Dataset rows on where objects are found
++++++++++

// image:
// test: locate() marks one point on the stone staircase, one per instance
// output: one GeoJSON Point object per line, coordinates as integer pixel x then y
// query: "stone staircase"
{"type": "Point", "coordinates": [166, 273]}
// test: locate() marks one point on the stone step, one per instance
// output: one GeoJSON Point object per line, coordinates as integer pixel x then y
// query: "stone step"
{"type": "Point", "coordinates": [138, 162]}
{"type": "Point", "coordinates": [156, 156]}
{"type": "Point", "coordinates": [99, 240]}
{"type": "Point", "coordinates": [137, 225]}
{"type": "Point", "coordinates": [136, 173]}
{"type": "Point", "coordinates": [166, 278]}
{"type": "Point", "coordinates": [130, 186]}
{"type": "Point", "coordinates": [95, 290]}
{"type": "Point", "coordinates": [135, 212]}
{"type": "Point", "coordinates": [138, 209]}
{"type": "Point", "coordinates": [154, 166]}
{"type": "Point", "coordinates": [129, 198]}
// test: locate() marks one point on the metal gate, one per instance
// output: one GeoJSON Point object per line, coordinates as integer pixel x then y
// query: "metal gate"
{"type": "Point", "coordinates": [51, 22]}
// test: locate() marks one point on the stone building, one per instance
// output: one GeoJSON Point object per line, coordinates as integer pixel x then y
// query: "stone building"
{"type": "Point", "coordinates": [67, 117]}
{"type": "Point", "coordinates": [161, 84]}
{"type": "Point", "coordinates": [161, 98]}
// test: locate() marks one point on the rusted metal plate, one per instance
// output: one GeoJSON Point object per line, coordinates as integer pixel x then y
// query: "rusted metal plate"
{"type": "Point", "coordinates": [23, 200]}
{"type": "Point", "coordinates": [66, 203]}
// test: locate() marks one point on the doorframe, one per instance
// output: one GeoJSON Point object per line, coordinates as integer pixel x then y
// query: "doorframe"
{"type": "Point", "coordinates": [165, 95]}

++++++++++

→ **Exercise prompt**
Copy out all the records again, swapping every "integer" for "whole-number" and leaving everything else unchanged.

→ **Finished exercise**
// image:
// test: locate() marks one point on the stone staircase, one per instance
// output: one GeoJSON Point object per line, coordinates as whole-number pixel x then y
// query: "stone staircase"
{"type": "Point", "coordinates": [166, 273]}
// test: locate() marks one point on the stone step, one per instance
// output: one GeoJSON Point object per line, coordinates as whole-number pixel x then y
// query: "stone step"
{"type": "Point", "coordinates": [138, 162]}
{"type": "Point", "coordinates": [156, 156]}
{"type": "Point", "coordinates": [99, 240]}
{"type": "Point", "coordinates": [137, 225]}
{"type": "Point", "coordinates": [136, 173]}
{"type": "Point", "coordinates": [166, 278]}
{"type": "Point", "coordinates": [130, 186]}
{"type": "Point", "coordinates": [95, 290]}
{"type": "Point", "coordinates": [135, 212]}
{"type": "Point", "coordinates": [138, 209]}
{"type": "Point", "coordinates": [154, 166]}
{"type": "Point", "coordinates": [129, 198]}
// test: locate() marks one point on the metal gate, one per instance
// output: one GeoJSON Point object per line, coordinates as whole-number pixel x then y
// query: "metal gate"
{"type": "Point", "coordinates": [51, 22]}
// test: locate() marks one point on the stone building, one per instance
// output: one GeoJSON Point object per line, coordinates as whole-number pixel x then y
// query: "stone building"
{"type": "Point", "coordinates": [67, 117]}
{"type": "Point", "coordinates": [161, 84]}
{"type": "Point", "coordinates": [161, 98]}
// test: locate() marks one point on the rusted metal plate, one per instance
// output: one GeoJSON Point object per line, coordinates as whole-number pixel x then y
// query: "rusted metal plate"
{"type": "Point", "coordinates": [23, 200]}
{"type": "Point", "coordinates": [66, 203]}
// test: locate() marks one point on the doorframe, one per instance
// output: one GeoJSON Point object per line, coordinates as whole-number pixel x then y
// query: "doorframe"
{"type": "Point", "coordinates": [165, 95]}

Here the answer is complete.